**WHAT NEEDS TO BE DONE**
After finding the line that holds "Target: blurred green background" below, set down that line and the rest through the final one exactly, leaving the pictures out.

**WORKING DATA**
-*-

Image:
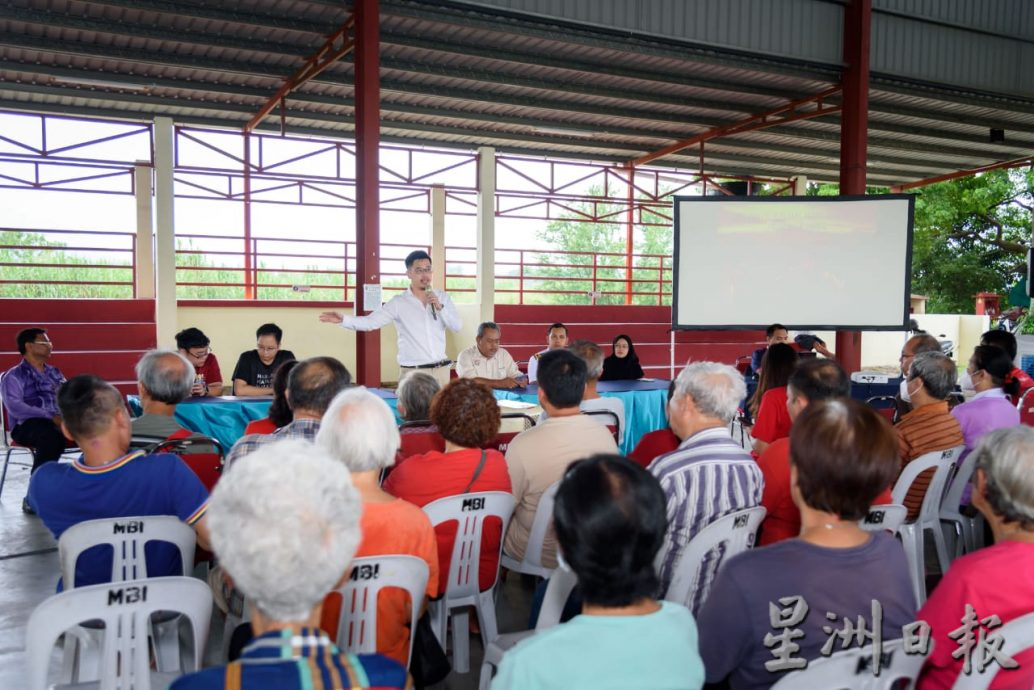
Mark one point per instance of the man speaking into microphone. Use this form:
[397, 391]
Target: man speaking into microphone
[421, 317]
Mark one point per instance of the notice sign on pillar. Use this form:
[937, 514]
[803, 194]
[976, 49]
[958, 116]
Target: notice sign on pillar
[372, 297]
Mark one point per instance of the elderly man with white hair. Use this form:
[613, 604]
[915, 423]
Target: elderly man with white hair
[359, 430]
[995, 580]
[285, 529]
[709, 475]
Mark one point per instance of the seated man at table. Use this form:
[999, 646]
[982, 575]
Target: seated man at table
[253, 373]
[193, 345]
[163, 380]
[930, 426]
[110, 481]
[591, 400]
[487, 363]
[311, 385]
[538, 457]
[557, 337]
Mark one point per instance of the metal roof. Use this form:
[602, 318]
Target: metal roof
[466, 75]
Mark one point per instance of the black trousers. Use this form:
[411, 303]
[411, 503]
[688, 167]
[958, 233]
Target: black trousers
[43, 437]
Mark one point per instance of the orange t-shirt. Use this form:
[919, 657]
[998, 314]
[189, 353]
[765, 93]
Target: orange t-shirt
[391, 529]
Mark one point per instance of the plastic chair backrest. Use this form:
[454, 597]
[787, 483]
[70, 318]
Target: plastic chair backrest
[469, 510]
[357, 627]
[887, 517]
[943, 461]
[125, 608]
[1019, 636]
[734, 532]
[852, 669]
[127, 537]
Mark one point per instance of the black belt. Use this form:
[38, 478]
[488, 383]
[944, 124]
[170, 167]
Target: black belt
[432, 365]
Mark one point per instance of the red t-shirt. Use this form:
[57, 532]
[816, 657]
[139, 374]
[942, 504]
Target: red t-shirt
[425, 478]
[772, 419]
[782, 516]
[654, 445]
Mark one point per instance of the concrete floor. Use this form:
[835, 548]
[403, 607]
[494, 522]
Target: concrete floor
[29, 573]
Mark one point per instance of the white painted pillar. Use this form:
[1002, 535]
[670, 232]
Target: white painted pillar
[164, 264]
[143, 189]
[486, 233]
[438, 237]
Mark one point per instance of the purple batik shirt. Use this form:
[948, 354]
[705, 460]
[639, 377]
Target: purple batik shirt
[29, 393]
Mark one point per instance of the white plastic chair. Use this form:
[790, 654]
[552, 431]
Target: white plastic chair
[531, 563]
[1019, 636]
[852, 669]
[125, 609]
[887, 517]
[912, 533]
[557, 591]
[127, 537]
[462, 589]
[735, 532]
[964, 533]
[357, 626]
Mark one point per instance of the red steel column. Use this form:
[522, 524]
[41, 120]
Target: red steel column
[854, 136]
[368, 201]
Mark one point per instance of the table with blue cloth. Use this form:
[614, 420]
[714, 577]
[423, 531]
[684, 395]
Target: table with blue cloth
[224, 418]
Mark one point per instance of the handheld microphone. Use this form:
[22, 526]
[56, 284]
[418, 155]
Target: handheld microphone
[433, 310]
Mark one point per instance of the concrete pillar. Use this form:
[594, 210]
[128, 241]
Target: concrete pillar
[143, 190]
[486, 233]
[164, 237]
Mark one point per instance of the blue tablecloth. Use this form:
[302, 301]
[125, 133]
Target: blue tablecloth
[224, 418]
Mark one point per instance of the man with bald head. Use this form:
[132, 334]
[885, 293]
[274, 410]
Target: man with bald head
[311, 385]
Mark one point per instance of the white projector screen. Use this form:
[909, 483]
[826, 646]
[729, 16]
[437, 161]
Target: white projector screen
[813, 263]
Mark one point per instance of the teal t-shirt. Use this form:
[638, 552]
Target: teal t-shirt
[657, 651]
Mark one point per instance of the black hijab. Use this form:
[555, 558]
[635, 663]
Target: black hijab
[621, 368]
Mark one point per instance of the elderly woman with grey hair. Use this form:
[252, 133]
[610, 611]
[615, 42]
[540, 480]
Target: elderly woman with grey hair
[359, 430]
[995, 580]
[285, 526]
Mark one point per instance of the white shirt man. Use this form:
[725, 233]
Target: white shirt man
[487, 363]
[557, 338]
[421, 317]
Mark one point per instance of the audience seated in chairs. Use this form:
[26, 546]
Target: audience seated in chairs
[710, 475]
[842, 455]
[279, 411]
[930, 426]
[285, 526]
[989, 375]
[538, 457]
[995, 580]
[359, 430]
[163, 380]
[1007, 341]
[767, 406]
[311, 386]
[657, 443]
[30, 392]
[110, 481]
[592, 356]
[610, 522]
[254, 370]
[622, 363]
[193, 345]
[467, 417]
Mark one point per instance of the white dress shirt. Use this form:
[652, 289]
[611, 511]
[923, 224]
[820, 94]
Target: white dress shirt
[472, 364]
[421, 337]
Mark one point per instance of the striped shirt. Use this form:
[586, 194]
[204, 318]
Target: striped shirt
[708, 476]
[922, 430]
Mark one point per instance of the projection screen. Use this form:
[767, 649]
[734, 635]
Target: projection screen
[813, 263]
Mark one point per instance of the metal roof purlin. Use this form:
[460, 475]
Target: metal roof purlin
[325, 56]
[781, 115]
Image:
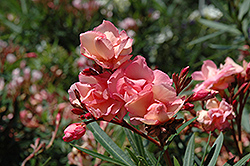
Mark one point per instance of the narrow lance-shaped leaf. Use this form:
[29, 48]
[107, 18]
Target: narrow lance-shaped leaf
[100, 156]
[218, 142]
[243, 160]
[189, 153]
[244, 8]
[220, 26]
[109, 144]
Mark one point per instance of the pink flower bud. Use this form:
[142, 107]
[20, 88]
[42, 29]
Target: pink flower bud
[77, 111]
[74, 132]
[188, 106]
[88, 115]
[184, 71]
[203, 94]
[31, 55]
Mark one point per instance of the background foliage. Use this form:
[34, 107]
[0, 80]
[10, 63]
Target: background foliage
[164, 31]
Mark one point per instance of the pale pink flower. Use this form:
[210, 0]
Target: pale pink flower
[11, 58]
[148, 95]
[217, 115]
[28, 119]
[128, 23]
[74, 132]
[2, 83]
[36, 75]
[214, 78]
[106, 46]
[95, 95]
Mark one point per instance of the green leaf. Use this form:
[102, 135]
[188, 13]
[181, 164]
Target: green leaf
[244, 8]
[222, 9]
[11, 25]
[204, 38]
[218, 143]
[100, 156]
[133, 156]
[109, 144]
[220, 26]
[180, 129]
[189, 153]
[243, 160]
[245, 121]
[151, 158]
[24, 6]
[131, 140]
[176, 163]
[223, 47]
[143, 161]
[205, 151]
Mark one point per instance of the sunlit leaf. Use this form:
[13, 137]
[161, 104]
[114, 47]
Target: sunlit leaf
[220, 26]
[243, 160]
[189, 153]
[100, 156]
[244, 8]
[218, 143]
[109, 144]
[204, 38]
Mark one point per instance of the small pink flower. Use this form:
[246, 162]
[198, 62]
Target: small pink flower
[217, 115]
[94, 94]
[74, 132]
[148, 95]
[106, 46]
[214, 78]
[11, 58]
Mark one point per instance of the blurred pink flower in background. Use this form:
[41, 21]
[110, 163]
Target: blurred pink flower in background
[74, 132]
[128, 23]
[2, 83]
[28, 119]
[95, 95]
[214, 78]
[106, 46]
[148, 95]
[217, 115]
[11, 58]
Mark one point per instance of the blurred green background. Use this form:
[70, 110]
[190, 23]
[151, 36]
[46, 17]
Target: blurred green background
[170, 34]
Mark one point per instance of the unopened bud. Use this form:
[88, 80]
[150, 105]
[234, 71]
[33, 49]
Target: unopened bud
[88, 115]
[184, 71]
[188, 106]
[77, 111]
[202, 95]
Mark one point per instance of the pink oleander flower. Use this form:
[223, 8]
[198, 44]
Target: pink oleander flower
[214, 78]
[74, 132]
[106, 46]
[94, 94]
[217, 115]
[148, 95]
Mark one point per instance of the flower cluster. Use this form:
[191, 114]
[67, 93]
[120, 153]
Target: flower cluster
[229, 76]
[117, 85]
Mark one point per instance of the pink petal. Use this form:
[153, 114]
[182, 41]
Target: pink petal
[88, 41]
[209, 69]
[104, 48]
[164, 93]
[161, 78]
[107, 26]
[138, 69]
[138, 106]
[198, 76]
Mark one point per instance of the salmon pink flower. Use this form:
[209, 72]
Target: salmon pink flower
[94, 94]
[214, 78]
[106, 46]
[148, 95]
[74, 132]
[217, 115]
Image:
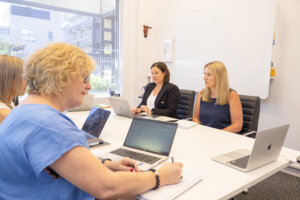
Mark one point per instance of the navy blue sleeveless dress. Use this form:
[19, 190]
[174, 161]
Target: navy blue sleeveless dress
[213, 115]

-*-

**ANSWER BELOW**
Target: blurred green background
[170, 34]
Mark one point per instance of the unopened bud. Use this form:
[88, 80]
[150, 105]
[234, 71]
[33, 49]
Target: unopened bud
[88, 115]
[184, 71]
[188, 106]
[77, 111]
[202, 95]
Mark one point per instance of the pink oleander flower. Use this form:
[223, 8]
[198, 44]
Target: pink oleander flower
[214, 78]
[74, 132]
[106, 46]
[94, 94]
[217, 115]
[148, 95]
Mark one point per instance of the flower cluster. Use this form:
[191, 114]
[67, 93]
[120, 153]
Target: flower cluster
[229, 76]
[117, 85]
Mark one point per instance of the pink petal. Use this form:
[153, 114]
[182, 41]
Target: pink petal
[88, 41]
[209, 69]
[104, 48]
[164, 93]
[161, 78]
[107, 26]
[138, 69]
[138, 106]
[198, 76]
Mark one point per instance of the salmon pink flower. Use this form:
[209, 72]
Target: salmon pink flower
[94, 94]
[214, 78]
[106, 46]
[148, 95]
[74, 132]
[217, 115]
Image:
Mark one point per instance of the navy blue sleeveless dress. Use this form:
[19, 190]
[174, 161]
Target: navy blue sleeveless dress
[213, 115]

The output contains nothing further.